━━━━━ INFORMATION PROVIDED
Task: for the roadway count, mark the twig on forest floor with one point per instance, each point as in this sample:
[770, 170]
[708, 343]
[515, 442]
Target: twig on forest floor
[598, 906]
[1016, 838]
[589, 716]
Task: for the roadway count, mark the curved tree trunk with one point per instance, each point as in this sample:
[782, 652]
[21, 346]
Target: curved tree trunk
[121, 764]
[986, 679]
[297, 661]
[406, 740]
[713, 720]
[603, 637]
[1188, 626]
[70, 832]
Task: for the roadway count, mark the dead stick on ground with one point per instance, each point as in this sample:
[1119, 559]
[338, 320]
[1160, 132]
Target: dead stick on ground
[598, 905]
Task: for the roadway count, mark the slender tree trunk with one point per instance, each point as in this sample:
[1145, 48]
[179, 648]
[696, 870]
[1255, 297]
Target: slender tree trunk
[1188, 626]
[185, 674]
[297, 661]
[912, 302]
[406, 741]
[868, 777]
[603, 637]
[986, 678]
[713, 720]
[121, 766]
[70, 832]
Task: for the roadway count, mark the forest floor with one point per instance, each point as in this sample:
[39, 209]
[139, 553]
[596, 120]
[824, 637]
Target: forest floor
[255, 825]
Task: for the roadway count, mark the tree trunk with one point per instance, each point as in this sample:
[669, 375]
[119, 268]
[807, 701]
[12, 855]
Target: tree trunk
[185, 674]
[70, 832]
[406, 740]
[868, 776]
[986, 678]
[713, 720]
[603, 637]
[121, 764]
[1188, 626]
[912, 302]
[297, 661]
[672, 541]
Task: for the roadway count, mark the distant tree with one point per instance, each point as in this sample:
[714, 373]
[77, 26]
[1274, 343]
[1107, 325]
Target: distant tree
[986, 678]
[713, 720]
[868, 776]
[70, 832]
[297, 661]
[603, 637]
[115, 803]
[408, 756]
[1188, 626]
━━━━━━━━━━
The listing above is to be written out again word for word.

Task: for the roadway count, mark the twig on forest floor with one point per instance, each point as in this sample:
[770, 170]
[708, 343]
[515, 442]
Target: twig on forest floor
[598, 906]
[1016, 838]
[589, 716]
Task: for the roadway count, mark the curved tree trunk with one point per instance, each point as in this sample:
[782, 652]
[21, 346]
Target: curved tree trunk
[121, 764]
[986, 679]
[297, 661]
[406, 740]
[713, 720]
[603, 637]
[1188, 626]
[70, 832]
Task: for the roadway count, mark the dead stick on ground with one point per instance, each point as in this sample:
[1119, 559]
[338, 320]
[1160, 132]
Target: dead stick on ground
[598, 905]
Task: for the roadway count, mark the slender tree trunk with one point per instance, each point as in this sample:
[1145, 48]
[179, 648]
[696, 870]
[1255, 297]
Target: slender tree trunk
[1188, 626]
[185, 674]
[297, 661]
[912, 302]
[406, 741]
[868, 777]
[603, 637]
[986, 678]
[713, 720]
[121, 766]
[70, 832]
Task: for the roadway count, mark the forest floor with one point per instance, each point as in this sample:
[39, 209]
[139, 553]
[596, 120]
[824, 637]
Target: forest floor
[255, 825]
Task: for the roadway count, mark the tree trunk with one point per instance, each point as in this sample:
[669, 375]
[119, 268]
[807, 701]
[12, 855]
Target: tree trunk
[185, 674]
[70, 832]
[406, 740]
[868, 776]
[986, 678]
[713, 720]
[603, 637]
[121, 764]
[1188, 626]
[912, 302]
[297, 661]
[672, 541]
Task: for the roadway count, mark the distant tree with one point per instance, each point as in this sample:
[714, 373]
[77, 26]
[1274, 343]
[1107, 325]
Target: distant tree
[986, 678]
[713, 720]
[868, 776]
[70, 832]
[297, 661]
[603, 637]
[115, 803]
[408, 756]
[1188, 626]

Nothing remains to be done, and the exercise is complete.